Apart from the images, every record here needs to be copied exactly.

===

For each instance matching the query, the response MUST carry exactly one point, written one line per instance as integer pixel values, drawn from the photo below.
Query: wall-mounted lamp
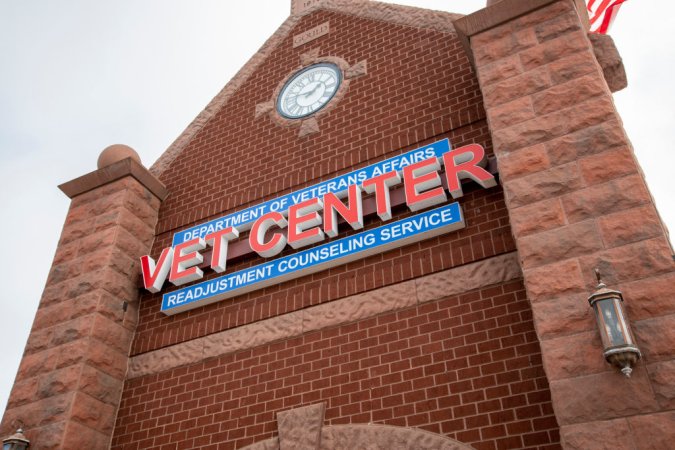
(17, 441)
(617, 338)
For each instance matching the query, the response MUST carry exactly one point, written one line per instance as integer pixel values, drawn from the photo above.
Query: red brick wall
(419, 88)
(466, 366)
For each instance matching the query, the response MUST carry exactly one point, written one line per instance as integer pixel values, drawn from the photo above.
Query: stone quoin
(382, 233)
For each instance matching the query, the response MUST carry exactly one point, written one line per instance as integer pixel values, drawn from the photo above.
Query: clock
(309, 90)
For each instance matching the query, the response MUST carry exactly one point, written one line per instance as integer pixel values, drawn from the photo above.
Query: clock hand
(312, 91)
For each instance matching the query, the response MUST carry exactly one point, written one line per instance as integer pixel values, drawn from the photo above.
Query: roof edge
(385, 12)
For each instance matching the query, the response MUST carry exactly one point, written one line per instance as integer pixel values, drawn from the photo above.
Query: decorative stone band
(384, 12)
(302, 428)
(498, 269)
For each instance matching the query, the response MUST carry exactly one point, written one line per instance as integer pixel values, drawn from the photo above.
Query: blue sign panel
(341, 251)
(243, 220)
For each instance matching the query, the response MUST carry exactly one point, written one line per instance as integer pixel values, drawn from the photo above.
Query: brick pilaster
(68, 387)
(577, 200)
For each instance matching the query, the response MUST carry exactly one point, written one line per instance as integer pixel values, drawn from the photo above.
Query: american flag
(602, 14)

===

**Your solution:**
For each instance matching the query, the response MUST carry exactly one point, written one line per instance as integer pixel values, drawn from the photo below.
Query: wall-mounted lamp
(17, 441)
(617, 338)
For each instance matching the query, the response MUST carry exactly one point, written one line per instance as integer pixel values, drawn from the photo above.
Query: red brick wall
(419, 88)
(466, 366)
For each instance matching the query, the response MUST carry exactly one point, written one line per instance as integer pixel values, drawn from the photo above.
Query: stone quoin
(382, 233)
For each instance matching the query, the response MUST carry exactly one point, written one line per instance as integer pixel values, drawn from the photo above.
Query: clock
(309, 90)
For each instance matching the query, the response MUST carry exactly one point, written one line per instance as integer pixel values, drawn from the photo above.
Query: clock hand
(312, 91)
For each instance matching the query, the response MUST carry exactly one point, written one line per instance as integer pixel values, drawn from the photo above.
Query: roof edge
(385, 12)
For each instance matching the query, the response MUST carry exactly one point, written one line per instance as integer pixel values, drawn from the photo above.
Query: decorative stone band
(384, 12)
(302, 428)
(498, 269)
For each instance matching the query, the response MUST carry exactly one point, written one line per instance as integer pixel values, drawn from the photo above.
Query: blue sign panel
(341, 251)
(243, 220)
For each instance matching the query, the response MUST carry exactly one point, written one line per instance as integer pixel values, drawn from the photo above.
Query: brick pilaster
(68, 387)
(577, 200)
For each instance matching the query, the response MUST carry exactly one point, written one line per instance as integer pixel values, drawn from the photo above.
Query: american flag
(602, 14)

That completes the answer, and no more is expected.